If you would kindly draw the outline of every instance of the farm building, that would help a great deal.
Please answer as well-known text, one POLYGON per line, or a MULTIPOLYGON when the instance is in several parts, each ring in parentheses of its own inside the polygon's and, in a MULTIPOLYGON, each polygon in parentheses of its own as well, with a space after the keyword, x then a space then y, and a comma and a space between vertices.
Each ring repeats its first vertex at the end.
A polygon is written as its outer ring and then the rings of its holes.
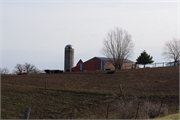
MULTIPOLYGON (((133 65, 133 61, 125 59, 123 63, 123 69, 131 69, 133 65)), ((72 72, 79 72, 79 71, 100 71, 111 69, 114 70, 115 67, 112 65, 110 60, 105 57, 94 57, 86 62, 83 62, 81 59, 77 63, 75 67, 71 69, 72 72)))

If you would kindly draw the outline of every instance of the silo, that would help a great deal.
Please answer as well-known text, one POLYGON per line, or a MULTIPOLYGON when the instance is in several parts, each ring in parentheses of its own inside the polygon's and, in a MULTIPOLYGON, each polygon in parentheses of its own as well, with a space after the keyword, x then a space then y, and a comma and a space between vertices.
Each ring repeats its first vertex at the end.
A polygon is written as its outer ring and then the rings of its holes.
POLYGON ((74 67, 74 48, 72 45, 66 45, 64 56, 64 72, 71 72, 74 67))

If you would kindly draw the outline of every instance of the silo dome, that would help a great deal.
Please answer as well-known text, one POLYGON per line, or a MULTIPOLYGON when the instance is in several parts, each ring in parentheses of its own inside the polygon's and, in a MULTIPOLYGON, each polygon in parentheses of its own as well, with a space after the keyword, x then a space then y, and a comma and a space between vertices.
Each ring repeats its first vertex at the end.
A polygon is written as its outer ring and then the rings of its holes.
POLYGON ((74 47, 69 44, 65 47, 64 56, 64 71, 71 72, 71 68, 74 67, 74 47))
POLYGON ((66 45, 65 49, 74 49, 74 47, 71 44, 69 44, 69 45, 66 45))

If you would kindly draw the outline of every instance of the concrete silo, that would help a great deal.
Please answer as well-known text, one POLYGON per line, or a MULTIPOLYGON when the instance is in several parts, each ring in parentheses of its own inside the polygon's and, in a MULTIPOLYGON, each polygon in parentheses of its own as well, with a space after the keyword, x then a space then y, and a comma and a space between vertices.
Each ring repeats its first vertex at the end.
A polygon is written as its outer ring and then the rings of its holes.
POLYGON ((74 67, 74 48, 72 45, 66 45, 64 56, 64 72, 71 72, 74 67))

--- --- ---

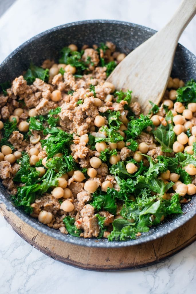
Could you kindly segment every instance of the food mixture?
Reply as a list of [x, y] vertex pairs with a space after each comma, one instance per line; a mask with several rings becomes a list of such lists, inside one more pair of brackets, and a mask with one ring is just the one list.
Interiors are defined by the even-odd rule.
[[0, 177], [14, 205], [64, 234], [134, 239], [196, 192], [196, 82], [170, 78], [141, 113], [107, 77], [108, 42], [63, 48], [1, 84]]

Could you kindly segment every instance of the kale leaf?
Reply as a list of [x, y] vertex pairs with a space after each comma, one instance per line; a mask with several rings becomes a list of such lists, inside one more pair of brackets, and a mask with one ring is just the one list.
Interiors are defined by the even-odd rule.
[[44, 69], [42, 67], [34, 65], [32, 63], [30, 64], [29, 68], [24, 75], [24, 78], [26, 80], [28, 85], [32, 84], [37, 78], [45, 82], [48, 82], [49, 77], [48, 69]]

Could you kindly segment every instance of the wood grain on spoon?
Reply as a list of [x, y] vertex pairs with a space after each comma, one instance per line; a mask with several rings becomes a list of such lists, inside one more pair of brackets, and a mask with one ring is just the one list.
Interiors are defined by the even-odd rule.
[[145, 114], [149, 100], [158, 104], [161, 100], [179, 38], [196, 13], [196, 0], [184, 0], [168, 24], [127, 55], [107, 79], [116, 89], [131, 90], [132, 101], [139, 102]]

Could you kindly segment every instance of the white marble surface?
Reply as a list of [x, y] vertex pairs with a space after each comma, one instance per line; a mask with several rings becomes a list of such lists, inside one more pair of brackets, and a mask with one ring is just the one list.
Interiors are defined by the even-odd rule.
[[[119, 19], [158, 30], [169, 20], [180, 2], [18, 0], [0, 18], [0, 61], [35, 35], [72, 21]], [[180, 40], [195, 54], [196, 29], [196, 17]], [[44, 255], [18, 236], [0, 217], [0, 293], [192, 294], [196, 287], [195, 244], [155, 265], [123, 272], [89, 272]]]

--- --- ---

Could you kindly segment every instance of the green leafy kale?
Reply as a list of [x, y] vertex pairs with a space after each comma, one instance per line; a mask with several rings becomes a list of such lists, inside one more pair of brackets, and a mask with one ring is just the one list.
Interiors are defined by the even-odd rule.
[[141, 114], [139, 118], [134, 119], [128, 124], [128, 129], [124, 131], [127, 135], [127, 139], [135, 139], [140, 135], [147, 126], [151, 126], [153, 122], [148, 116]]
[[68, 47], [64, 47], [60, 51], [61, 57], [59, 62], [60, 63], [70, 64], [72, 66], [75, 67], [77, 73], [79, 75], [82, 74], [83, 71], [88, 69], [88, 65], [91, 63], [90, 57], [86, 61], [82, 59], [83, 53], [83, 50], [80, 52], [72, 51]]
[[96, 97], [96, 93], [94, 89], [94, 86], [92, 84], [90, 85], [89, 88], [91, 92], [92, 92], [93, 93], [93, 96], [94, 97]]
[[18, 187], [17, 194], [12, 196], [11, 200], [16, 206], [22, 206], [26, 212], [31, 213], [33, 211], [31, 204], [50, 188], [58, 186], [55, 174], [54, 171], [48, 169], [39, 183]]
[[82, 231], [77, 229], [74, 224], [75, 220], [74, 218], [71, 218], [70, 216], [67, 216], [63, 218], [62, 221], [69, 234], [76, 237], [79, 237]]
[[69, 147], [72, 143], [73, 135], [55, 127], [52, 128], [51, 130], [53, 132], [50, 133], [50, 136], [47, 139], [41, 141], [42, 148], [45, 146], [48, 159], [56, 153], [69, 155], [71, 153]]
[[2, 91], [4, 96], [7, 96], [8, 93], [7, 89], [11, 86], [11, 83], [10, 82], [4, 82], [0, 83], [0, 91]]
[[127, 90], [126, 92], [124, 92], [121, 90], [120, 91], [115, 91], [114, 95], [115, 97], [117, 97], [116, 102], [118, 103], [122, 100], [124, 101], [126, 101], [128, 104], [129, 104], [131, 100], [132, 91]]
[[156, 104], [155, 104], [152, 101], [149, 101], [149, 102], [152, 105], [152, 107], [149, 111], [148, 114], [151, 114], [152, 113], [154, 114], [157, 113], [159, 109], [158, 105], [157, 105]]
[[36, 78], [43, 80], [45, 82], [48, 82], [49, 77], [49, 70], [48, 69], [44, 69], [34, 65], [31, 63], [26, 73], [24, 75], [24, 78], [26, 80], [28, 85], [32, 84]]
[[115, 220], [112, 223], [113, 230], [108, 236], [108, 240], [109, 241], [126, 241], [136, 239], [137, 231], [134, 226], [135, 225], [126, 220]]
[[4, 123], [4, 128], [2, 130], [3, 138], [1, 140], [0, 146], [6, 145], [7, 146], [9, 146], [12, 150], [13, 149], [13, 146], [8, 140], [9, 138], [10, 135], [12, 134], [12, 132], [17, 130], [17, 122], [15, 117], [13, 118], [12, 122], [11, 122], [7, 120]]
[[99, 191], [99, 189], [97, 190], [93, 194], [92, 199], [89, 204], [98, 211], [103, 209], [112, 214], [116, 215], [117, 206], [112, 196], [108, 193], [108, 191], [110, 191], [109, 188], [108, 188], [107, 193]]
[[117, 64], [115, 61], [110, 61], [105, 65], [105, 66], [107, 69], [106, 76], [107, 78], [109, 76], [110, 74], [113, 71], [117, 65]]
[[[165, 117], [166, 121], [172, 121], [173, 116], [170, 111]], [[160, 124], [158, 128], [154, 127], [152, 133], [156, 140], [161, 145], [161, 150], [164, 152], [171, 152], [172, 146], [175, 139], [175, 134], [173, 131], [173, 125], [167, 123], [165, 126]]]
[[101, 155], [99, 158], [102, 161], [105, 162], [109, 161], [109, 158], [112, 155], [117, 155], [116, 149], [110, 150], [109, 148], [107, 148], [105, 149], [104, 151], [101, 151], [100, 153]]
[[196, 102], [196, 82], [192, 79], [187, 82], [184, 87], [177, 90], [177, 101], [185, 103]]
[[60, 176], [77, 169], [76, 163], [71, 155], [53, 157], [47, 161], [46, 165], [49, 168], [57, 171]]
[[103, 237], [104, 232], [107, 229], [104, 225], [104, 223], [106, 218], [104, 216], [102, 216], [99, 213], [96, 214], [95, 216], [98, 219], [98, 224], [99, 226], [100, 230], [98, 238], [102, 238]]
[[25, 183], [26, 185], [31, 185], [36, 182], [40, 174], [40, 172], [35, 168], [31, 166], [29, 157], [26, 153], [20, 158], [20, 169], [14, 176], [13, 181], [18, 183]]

--- --- ---

Starting at the line that contains "Could you kindly segment every instance of the kale" and ending at the line that contains "101], [139, 102]]", arrange those lines as a two-column CSV with the columns request and outline. Give one row per request, with its text in one quoted field and its answer in the other, and turn any line breaks into spaces.

Solution to the problem:
request,outline
"Could you kindly segment every instance of the kale leaf? Reply as a list of [x, y] vertex pairs with a space after each comma, one instance per line; a mask with several rings becomes a list of such lists, inside one more pair of brackets, and a mask with one ring is just the one list. Interiors are defined by the even-odd rule.","[[44, 69], [42, 67], [34, 65], [32, 63], [30, 64], [29, 68], [24, 75], [24, 78], [26, 80], [28, 85], [32, 84], [37, 78], [45, 82], [48, 82], [49, 77], [48, 69]]"
"Could you kindly segment every instance of the wood grain on spoon? Reply as a list of [x, y] vertex pairs with a space after each comma, one instance per line; a mask with several rings becomes a list of such lists, inside one more pair of brackets, and a mask with one ring is just the one list. Interiors are defined by the even-odd rule.","[[145, 114], [149, 100], [158, 104], [161, 100], [179, 38], [196, 13], [196, 0], [184, 0], [168, 24], [127, 55], [107, 79], [116, 89], [131, 90], [132, 101], [139, 102]]"